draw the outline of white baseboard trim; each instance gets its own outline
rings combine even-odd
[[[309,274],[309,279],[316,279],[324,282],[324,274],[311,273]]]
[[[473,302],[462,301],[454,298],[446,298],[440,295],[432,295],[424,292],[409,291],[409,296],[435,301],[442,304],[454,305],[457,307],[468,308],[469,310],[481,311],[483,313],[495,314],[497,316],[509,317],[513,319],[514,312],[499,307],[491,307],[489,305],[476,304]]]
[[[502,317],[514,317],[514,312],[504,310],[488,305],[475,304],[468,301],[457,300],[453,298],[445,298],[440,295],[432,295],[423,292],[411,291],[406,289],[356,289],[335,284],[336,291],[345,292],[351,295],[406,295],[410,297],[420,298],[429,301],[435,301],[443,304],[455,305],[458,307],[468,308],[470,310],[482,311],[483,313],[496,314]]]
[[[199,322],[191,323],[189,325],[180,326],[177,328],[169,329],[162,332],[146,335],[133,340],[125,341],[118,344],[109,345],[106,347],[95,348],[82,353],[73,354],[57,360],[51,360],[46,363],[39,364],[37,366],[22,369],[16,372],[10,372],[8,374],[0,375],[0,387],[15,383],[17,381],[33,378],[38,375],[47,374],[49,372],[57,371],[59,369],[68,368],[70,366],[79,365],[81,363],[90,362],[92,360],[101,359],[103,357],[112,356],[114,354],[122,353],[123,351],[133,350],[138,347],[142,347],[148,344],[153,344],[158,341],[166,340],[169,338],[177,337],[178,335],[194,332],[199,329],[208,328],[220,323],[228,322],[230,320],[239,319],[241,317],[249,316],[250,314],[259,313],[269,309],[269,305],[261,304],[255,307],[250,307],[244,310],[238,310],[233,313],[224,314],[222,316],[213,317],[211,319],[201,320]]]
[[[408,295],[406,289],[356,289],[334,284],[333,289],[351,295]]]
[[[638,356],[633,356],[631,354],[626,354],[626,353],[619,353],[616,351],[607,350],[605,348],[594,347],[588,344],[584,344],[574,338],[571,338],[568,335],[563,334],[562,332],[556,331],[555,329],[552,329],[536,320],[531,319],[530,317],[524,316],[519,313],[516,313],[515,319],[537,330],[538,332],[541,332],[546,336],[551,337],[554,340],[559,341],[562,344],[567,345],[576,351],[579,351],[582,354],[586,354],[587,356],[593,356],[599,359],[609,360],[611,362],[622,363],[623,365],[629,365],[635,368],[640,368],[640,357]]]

* * * * * * *

Exercise goal: Nothing should be left out: copy the material exactly.

Written answer:
draw the outline of white baseboard trim; each instance gets its own outline
rings combine even-odd
[[[309,274],[309,279],[316,279],[324,282],[324,274],[311,273]]]
[[[473,302],[462,301],[454,298],[446,298],[440,295],[432,295],[424,292],[409,291],[409,296],[435,301],[442,304],[454,305],[457,307],[468,308],[469,310],[481,311],[483,313],[495,314],[497,316],[509,317],[513,319],[514,312],[499,307],[491,307],[489,305],[476,304]]]
[[[502,317],[514,317],[514,312],[504,310],[488,305],[475,304],[468,301],[457,300],[453,298],[445,298],[440,295],[432,295],[423,292],[411,291],[406,289],[356,289],[335,284],[336,291],[345,292],[351,295],[406,295],[410,297],[420,298],[429,301],[435,301],[443,304],[455,305],[458,307],[468,308],[470,310],[482,311],[483,313],[496,314]]]
[[[199,322],[191,323],[189,325],[180,326],[177,328],[169,329],[162,332],[146,335],[133,340],[125,341],[118,344],[109,345],[106,347],[95,348],[82,353],[73,354],[57,360],[51,360],[46,363],[39,364],[37,366],[22,369],[16,372],[10,372],[8,374],[0,375],[0,387],[15,383],[17,381],[33,378],[38,375],[47,374],[49,372],[57,371],[59,369],[68,368],[70,366],[79,365],[81,363],[90,362],[92,360],[101,359],[103,357],[112,356],[114,354],[122,353],[123,351],[133,350],[138,347],[142,347],[148,344],[153,344],[158,341],[166,340],[169,338],[177,337],[178,335],[194,332],[199,329],[208,328],[220,323],[228,322],[230,320],[239,319],[241,317],[249,316],[250,314],[259,313],[269,309],[269,305],[261,304],[255,307],[250,307],[244,310],[238,310],[233,313],[224,314],[222,316],[213,317],[211,319],[201,320]]]
[[[408,295],[406,289],[356,289],[334,284],[333,289],[351,295]]]
[[[638,356],[633,356],[631,354],[626,354],[626,353],[619,353],[616,351],[607,350],[605,348],[594,347],[588,344],[584,344],[574,338],[571,338],[568,335],[563,334],[562,332],[556,331],[555,329],[552,329],[536,320],[531,319],[530,317],[524,316],[519,313],[516,313],[515,319],[537,330],[538,332],[541,332],[546,336],[551,337],[554,340],[559,341],[562,344],[567,345],[576,351],[579,351],[582,354],[586,354],[587,356],[593,356],[599,359],[609,360],[611,362],[622,363],[623,365],[629,365],[635,368],[640,368],[640,357]]]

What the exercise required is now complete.